__Required work__
Transcribe the listing in full, excluding any pictures.

__Data for review__

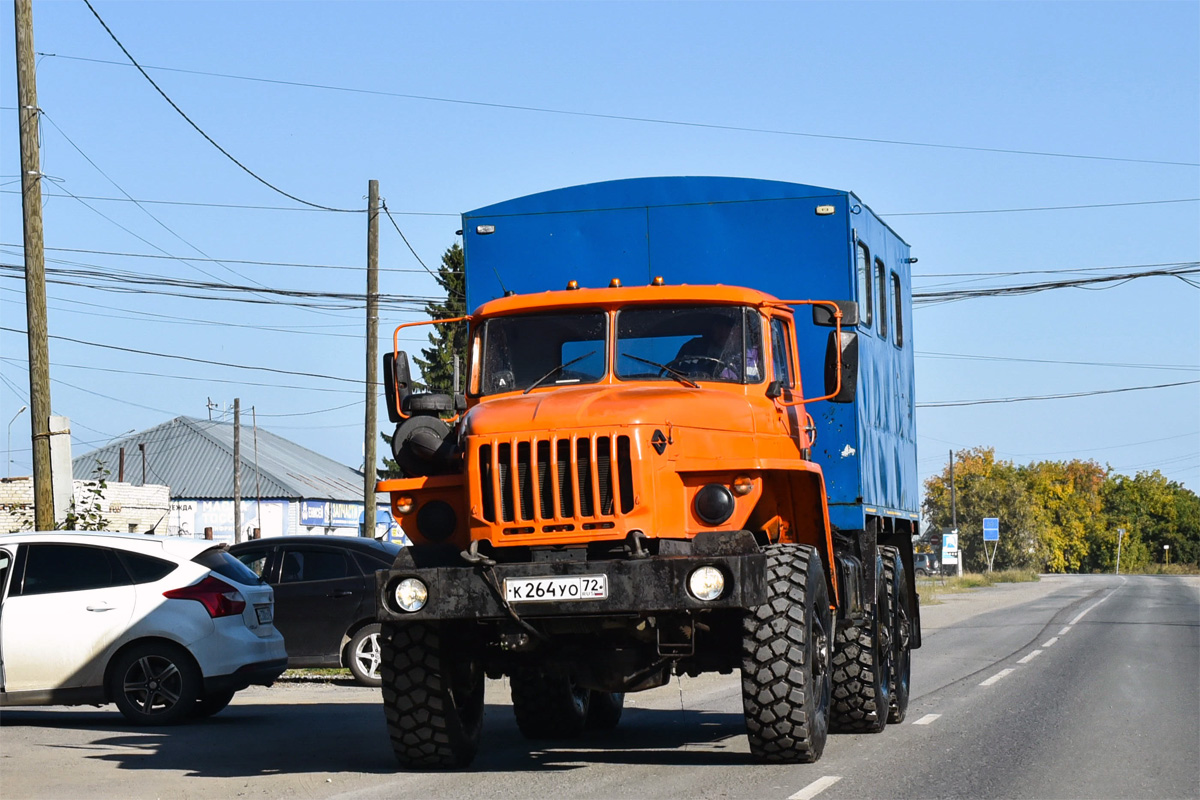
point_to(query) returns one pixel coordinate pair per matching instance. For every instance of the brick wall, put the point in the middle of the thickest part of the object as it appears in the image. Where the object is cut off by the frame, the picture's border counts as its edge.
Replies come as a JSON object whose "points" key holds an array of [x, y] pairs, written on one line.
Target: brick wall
{"points": [[123, 506]]}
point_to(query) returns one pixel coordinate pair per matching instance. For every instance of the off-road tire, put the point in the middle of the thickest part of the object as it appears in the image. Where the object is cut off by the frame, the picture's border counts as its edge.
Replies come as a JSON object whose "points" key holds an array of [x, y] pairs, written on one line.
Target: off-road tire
{"points": [[785, 660], [901, 632], [604, 710], [155, 683], [363, 655], [432, 695], [549, 705], [862, 669]]}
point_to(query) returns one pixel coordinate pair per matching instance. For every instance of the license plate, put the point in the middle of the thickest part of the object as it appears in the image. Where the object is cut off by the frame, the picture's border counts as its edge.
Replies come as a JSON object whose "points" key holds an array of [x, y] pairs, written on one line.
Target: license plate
{"points": [[556, 589]]}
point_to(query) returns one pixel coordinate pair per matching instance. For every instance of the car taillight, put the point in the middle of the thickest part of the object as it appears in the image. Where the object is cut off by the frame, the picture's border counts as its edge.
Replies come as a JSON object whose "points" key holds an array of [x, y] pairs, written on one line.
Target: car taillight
{"points": [[217, 596]]}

__Exercise solution__
point_to(query) returns one pixel coordinate pair per matching instance. For every instance of the brick wall, put the point in the middle of the thickest part of the object as it appears in the image. Where the object is cut off by the frame, the picture's border counts as its edge.
Replies come as a JSON object whose "points" key holds an array of [x, y] pairs, written on one line.
Target: brick wall
{"points": [[123, 506]]}
point_to(query) returns one pixel coordinate pair per matching instance. For every instance of the off-road tire, put the point in the middle of the thickest part of the object as it appears in the image. Where the object is cut off by the frame, the picture's border counts as its edge.
Replies come as a JSON object whose "points" key holds an array of [x, y] pairs, written on one line.
Target: off-road tire
{"points": [[785, 660], [901, 632], [604, 710], [155, 683], [363, 655], [432, 695], [549, 705], [862, 669]]}
point_to(query) returns one pixel coordinate pair per matching instance. For every instance of the license plate, put the point in the middle of the thickest part of the object as it appears in the image. Where the object is cut off by the frame, the picture's border counts as its edge.
Replies come as a JSON object whose "points" key holds an array of [x, y] pairs, written on one line.
Target: license plate
{"points": [[556, 589]]}
point_to(query) returns one pixel coordinate pair per matching instance. For every instance of the car taillight, put the point in the middle of the thickest part of the object as it appears in the image. Where the object is cut off by the frame, the picture's border counts as its edge.
Replies come as a JSON object whose "points" key holds an array of [x, y] pairs, written on one line.
Target: car taillight
{"points": [[217, 596]]}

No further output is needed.